Trecho fornecido –

=-=-=

Sem polemizar, respondi que sentia ser meu dever ensinar como se estivéssemos em plena democracia. Alguns alunos mostravam receio de ser considerados subversivos e sofrer a repressão policial da época. Em uma das aulas em que me empolguei mais do que o usual, um dos alunos ergueu os braços acima da cabeça, com os dedos indicador e médio das duas mãos cruzados, dando sinal de que eu podia ir para o xadrez. Naquela turma, havia um aluno que era oficial superior das Forças Armadas. No entanto, nunca fui incomodado pelos militares.
Na conversa com Magela, eu disse que ensinava daquele modo porque os alunos tornar-se-iam profissionais do direito e as lições poderiam ser úteis no futuro. A declaração de direitos era utópica no momento, porém um dia a democracia retornaria. 14 anos depois desse diálogo a profecia tornou-se realidade. Assembleia Nacional Constituinte elaborou e promulgou nova Constituição consagrando a democracia e a separação dos poderes, declarando direitos e garantias fundamentais, enunciando princípios e objetivos fundamentais da república. 
Desde a sua promulgação em 1988 até fevereiro de 2016, essa Constituição recebeu 91 emendas. Nenhuma Constituição recebeu tantas emendas. A alegada necessidade de ajustar o texto constitucional às mudanças ocorridas na sociedade é justificativa desmentida pela realidade. Isto mostra que manipular a ordem constitucional não é apanágio das ditaduras e sim instabilidade cultural, falta de lealdade à Constituição, imaturidade dos profissionais da política, distância sentimental do povo em relação à Lei Magna do seu país. No Brasil, não há tradição de apreço à Constituição como há nos Estados Unidos da América do Norte. O modelo analítico e prolixo da Constituição brasileira enseja o vôo do espírito novidadeiro e leviano do legislador para alterar o ordenamento jurídico sob variados pretextos. Basta uma avenida mudar o sentido do tráfego para o legislador emendar a Constituição.A inconstância o caracteriza.
Os grupos que se sucedem no governo amoldam a Constituição aos seus programas e interesses quando o inverso é que devia acontecer, ou seja, os interesses e programas desses grupos é que deviam se amoldar à Constituição. Daí, a pletora de emendas. Juízes e tribunais na sua atividade hermenêutica participam dessa inconstância. Mediante interpretação, alteram o sentido das normas constitucionais.
Os governantes, lato sensu, desvinculam o direito da ética. Neste particular, mostra-se apropriada e atual a lição de Nicolai Timacheff: “Costuma-se ver no direito nada mais do que um complexo de ordens emanadas dos poderes, sem levar em conta o seu elemento ético. Quando isto acontece, chega-se a construir – não a noção de direito – mas, a caricatura do direito” (Le droit, l´ethique, le pouvoir. Archives de Philosophie du Droit. Paris, 1936, p.161).

=-=-=

Excertos de dados –
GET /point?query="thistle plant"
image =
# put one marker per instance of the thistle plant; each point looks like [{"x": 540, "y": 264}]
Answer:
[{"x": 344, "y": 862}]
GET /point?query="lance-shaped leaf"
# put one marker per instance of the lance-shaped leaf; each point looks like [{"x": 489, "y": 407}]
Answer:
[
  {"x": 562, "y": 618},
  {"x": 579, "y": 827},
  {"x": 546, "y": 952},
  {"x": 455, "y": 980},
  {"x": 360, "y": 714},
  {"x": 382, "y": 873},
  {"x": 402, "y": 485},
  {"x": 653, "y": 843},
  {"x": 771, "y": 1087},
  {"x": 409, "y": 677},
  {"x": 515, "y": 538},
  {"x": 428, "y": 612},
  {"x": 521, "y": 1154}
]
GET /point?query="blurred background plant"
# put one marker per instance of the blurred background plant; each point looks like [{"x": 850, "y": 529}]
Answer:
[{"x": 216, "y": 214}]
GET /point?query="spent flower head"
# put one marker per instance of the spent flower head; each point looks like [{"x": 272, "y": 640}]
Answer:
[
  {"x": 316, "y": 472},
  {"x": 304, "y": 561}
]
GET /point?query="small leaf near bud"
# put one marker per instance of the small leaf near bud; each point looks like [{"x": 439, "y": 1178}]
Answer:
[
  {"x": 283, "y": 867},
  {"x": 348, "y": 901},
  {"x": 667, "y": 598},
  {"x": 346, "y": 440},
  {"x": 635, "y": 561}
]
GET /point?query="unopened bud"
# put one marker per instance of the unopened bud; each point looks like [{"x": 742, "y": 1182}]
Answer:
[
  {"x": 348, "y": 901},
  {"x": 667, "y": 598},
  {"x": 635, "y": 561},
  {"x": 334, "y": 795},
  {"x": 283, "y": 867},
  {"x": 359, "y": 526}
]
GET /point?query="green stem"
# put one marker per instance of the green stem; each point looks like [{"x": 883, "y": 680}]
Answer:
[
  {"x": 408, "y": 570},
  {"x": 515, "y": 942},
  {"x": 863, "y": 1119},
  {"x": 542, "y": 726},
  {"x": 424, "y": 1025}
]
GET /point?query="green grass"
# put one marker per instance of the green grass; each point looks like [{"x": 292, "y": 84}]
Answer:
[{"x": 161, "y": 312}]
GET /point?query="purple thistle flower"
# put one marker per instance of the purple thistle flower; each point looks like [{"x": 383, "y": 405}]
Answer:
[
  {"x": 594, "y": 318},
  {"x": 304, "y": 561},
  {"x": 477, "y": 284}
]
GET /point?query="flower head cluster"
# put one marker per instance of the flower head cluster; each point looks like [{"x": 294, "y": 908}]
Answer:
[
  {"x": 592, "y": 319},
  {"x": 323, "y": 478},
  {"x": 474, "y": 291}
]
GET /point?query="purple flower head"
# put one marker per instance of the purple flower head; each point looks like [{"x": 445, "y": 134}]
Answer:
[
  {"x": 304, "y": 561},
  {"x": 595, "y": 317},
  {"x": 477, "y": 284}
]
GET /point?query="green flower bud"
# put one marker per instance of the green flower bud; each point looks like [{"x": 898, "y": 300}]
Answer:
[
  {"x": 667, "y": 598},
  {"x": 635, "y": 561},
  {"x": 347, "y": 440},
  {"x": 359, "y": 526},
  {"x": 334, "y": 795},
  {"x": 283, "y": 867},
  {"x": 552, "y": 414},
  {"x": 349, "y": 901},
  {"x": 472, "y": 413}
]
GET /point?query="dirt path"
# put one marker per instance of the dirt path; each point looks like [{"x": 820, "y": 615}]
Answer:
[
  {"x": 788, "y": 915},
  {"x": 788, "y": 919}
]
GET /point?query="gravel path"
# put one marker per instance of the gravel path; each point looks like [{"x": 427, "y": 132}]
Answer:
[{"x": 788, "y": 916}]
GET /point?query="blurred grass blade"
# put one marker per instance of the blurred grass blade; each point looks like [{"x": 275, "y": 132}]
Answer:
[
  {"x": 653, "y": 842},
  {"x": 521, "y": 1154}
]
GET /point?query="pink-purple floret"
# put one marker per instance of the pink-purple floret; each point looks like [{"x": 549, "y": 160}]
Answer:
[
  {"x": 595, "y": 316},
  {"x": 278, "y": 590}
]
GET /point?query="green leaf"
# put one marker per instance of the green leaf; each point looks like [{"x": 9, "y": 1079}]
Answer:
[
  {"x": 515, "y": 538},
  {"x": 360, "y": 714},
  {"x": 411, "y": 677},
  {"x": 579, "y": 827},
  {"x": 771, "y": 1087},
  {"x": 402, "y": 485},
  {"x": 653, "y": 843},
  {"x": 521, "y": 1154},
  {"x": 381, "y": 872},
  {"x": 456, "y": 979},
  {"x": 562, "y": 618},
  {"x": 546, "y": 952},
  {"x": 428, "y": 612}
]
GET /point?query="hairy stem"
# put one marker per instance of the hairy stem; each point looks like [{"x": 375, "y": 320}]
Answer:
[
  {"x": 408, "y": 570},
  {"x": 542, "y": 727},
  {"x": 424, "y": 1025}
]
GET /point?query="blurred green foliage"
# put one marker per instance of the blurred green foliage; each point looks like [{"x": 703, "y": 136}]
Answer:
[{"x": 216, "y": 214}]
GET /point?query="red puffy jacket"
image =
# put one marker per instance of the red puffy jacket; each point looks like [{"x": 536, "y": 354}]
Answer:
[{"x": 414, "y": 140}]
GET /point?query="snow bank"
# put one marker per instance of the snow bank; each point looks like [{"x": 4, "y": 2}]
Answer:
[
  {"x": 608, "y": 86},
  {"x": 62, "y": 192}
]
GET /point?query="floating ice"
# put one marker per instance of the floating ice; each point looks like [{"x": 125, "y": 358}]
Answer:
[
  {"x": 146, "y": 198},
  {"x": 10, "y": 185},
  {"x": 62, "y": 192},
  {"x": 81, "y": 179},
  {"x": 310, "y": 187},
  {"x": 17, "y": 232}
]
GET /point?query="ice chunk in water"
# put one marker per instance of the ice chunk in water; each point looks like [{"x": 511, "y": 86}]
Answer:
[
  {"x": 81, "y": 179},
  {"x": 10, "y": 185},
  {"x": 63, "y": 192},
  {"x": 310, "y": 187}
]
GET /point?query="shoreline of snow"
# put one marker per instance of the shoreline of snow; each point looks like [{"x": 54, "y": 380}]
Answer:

=-=-=

Por favor, retome o trecho sobre a Constituição de 1988 e escreva a continuação a partir do ponto em que ele termina.

Esta lição serve ao momentoso processo de impeachment da Presidente da República. No tribunal parlamentar, os juízes-senadores condenaram uma inocente com base no elemento formal do direito, sem que a materialidade do crime estivesse configurada e sem respaldo na ética. Também serve de exemplo da mencionada desvinculação do direito à ética: (1) o modo debochado como Fernando Henrique Cardoso, ex-presidente da república, se referia às cláusulas pétreas da Constituição; (2) a conduta dos legisladores que elaboram leis que atendem aos privados interesses seus e do seu grupo, mesmo quando em conflito com o interesse nacional e o bem-comum; (3) a ginástica cerebrina de juízes e tribunais para contornar o real sentido das normas constitucionais e escapar da teleologia do legislador constituinte, sob o enganoso argumento de fazer justiça no caso concreto. 
Da pesquisa histórica e dos fatos atuais constata-se que os tribunais mudam a jurisprudência e interpretam a Constituição segundo a direção do vento, de acordo com o rumo que pretendem imprimir aos casos sob os seus cuidados, ditado por suas ideologia e idiossincrasia. Exemplo recente: interpretação da norma constitucional “ninguém será considerado culpado até o trânsito em julgado de sentença penal condenatória”. (A sentença judicial transita em julgado quando esgotado o estoque de recursos). Essa norma não diz que ninguém será preso antes do trânsito em julgado da sentença condenatória. Essa norma trata da culpa, não da prisão e nem da liberdade. Supõe: (1) processo criminal em que o réu foi condenado; (2) caráter provisório da decisão sobre a culpa. Enquanto a sentença condenatória não transitar em julgado: (I) o nome do réu não pode ser lançado no rol dos culpados; (II) a reincidência não se caracteriza. 
Normas constitucionais e legais autorizam prisão antes mesmo da ação penal instaurada e de se apurar a culpa; admitem prisão paralela à presunção de inocência: “ninguém será preso senão em flagrante delito ou por ordem escrita e fundamentada de autoridade judiciária competente; ninguém será levado à prisão ou nela mantido quando a lei admitir a liberdade provisória; em qualquer fase do inquérito policial ou da instrução criminal, caberá a prisão preventiva decretada pelo juiz". A culpa será declarada na sentença ao fim do processo criminal, mas somente será reconhecida em definitivo após o trânsito em julgado.
Sistematicamente, com base nessas normas constitucionais e legais, um juiz federal do Paraná decreta prisões preventivas a rodo sob o pretexto de combater a corrupção. O que era exceção tornou-se regra e antecipada execução da pena. Juristas entendem abusivo esse comportamento e que os réus não podem ser presos antes do trânsito em julgado da sentença condenatória.
Interpretando a Constituição, o Supremo Tribunal Federal (STF), na sessão de 05 de fevereiro de 2009, decidiu que o réu só pode ser preso depois de a sentença condenatória transitar em julgado. Na sessão de 17 de fevereiro de 2016, o STF decidiu que o condenado pode ser preso antes do trânsito em julgado, desde que por ordem de um tribunal de justiça.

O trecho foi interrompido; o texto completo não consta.